## STATED GOAL
Copy out each line in the records that contains the string "Trace", matching case exactly.

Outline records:
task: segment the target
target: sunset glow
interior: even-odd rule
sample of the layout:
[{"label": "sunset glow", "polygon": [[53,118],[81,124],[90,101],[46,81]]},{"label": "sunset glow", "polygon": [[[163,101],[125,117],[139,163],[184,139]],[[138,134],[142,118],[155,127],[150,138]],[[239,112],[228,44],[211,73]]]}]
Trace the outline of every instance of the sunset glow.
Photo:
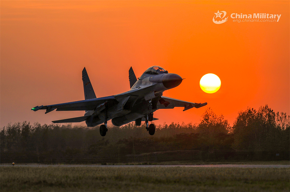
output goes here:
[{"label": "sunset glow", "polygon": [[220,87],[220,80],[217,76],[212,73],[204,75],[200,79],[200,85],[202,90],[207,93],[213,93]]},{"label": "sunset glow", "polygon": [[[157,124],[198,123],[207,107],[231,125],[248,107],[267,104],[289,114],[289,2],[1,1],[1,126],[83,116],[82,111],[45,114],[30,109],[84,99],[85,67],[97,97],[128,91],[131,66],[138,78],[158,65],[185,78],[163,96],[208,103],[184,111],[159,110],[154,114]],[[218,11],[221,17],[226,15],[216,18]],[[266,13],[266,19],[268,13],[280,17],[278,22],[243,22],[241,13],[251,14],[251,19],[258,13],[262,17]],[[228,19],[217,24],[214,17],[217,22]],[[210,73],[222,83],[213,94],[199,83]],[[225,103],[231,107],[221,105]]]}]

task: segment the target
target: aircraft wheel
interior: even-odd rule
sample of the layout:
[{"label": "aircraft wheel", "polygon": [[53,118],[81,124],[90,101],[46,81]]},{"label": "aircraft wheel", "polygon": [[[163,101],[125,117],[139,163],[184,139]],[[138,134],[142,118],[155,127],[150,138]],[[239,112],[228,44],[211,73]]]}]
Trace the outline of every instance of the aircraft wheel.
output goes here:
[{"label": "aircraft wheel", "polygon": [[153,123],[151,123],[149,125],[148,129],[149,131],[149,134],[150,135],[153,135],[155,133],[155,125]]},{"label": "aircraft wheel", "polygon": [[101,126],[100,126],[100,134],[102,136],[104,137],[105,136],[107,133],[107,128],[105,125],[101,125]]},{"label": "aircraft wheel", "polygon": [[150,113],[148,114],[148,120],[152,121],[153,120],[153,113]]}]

## RIGHT ANSWER
Trace the outline of every instance of the sunset glow.
Trace the outline of every instance of the aircraft wheel.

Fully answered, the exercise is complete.